:: PROVIDED TEXT ::
○ ○ ○
Some teams have holes in their respective rosters that they need to patch up. Others have contracts that are expiring or just don’t make sense for the team anymore. Some players and teams just need to move on at this point for a variety of reasons. Here’s a look at some of those situations, starting with the Northwest Division.

1. Tyus Jones – Minnesota Timberwolves

There’s an argument to be made that when he actually receives regular playing time, Tyus Jones is the best overall point guard on the Timberwolves’ roster. He’s been the primary backup for Minnesota for the time being with Jeff Teague out with an injury.

However, with Derrick Rose’s reemergence this season, it remains to be seen what happens once Teague returns. It’s no secret that Tom Thibodeau has his preference for veteran guys and Jones has often found himself as the odd man out. The Phoenix Suns, desperate for a point guard, have been rumored to have interest in him.

Jones was apparently close with Butler, if that means anything, and it just seems like his future is elsewhere. If the Timberwolves aren’t going to use him properly, then maybe a split is necessary. Should Minnesota really look to deal him, they probably won’t have any shortage of suitors.

2. Gorgui Dieng – Minnesota Timberwolves

A few years ago, Gorgui Dieng looked like an up and coming prize for Minnesota. He ended up being rewarded with a big contract based off of that. But since then, he’s seen both his playing time and production decrease.

The Timberwolves reportedly tried to include Dieng in possible deals for Butler in order to offload his contract. Obviously that didn’t happen, and Minnesota is locked into his contract for two more seasons after this one.
○ ○ ○
:: DATA LINES ::
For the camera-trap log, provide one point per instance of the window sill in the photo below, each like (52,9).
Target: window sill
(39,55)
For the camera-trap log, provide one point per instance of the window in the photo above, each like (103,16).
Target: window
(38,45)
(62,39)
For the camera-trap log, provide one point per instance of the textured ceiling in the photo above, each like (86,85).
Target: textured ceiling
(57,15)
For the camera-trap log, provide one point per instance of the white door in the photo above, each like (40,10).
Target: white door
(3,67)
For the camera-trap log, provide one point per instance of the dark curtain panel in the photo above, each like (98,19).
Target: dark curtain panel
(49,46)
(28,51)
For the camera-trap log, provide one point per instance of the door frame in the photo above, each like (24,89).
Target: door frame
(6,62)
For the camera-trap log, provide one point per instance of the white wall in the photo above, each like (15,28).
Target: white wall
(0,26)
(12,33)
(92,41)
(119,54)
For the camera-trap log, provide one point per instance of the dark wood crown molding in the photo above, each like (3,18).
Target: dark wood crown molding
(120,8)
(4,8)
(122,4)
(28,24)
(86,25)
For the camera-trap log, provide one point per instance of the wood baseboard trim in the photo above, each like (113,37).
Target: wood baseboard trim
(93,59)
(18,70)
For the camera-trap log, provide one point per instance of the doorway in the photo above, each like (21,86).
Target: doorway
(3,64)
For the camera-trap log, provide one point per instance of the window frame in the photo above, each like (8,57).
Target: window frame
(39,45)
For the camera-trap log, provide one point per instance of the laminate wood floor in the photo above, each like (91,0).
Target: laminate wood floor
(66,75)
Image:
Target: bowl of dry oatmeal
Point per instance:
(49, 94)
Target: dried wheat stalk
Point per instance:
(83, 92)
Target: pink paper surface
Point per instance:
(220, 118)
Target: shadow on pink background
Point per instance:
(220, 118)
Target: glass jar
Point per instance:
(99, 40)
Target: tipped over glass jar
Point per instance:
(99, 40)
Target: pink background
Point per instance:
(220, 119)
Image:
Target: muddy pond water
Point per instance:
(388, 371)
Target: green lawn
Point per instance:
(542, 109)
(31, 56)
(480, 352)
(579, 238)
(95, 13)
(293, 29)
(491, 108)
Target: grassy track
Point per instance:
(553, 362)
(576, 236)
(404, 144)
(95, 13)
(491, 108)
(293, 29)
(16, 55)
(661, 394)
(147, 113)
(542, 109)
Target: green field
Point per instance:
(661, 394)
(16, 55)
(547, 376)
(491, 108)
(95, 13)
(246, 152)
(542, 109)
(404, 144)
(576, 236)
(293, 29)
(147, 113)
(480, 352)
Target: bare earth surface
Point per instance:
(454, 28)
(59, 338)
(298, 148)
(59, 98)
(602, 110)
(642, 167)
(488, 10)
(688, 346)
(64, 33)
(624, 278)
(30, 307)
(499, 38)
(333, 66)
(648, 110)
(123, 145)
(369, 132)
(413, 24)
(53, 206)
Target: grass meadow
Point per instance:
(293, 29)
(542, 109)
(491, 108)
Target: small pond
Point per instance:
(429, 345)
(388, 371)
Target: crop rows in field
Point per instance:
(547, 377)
○ ○ ○
:: WHAT YOU HAVE TO DO ::
Print the NBA trade candidates passage from "There’s an argument" up to and including "interest in him.", word for word. These records were taken from a separate source.

:: THE REPLY ::
There’s an argument to be made that when he actually receives regular playing time, Tyus Jones is the best overall point guard on the Timberwolves’ roster. He’s been the primary backup for Minnesota for the time being with Jeff Teague out with an injury.

However, with Derrick Rose’s reemergence this season, it remains to be seen what happens once Teague returns. It’s no secret that Tom Thibodeau has his preference for veteran guys and Jones has often found himself as the odd man out. The Phoenix Suns, desperate for a point guard, have been rumored to have interest in him.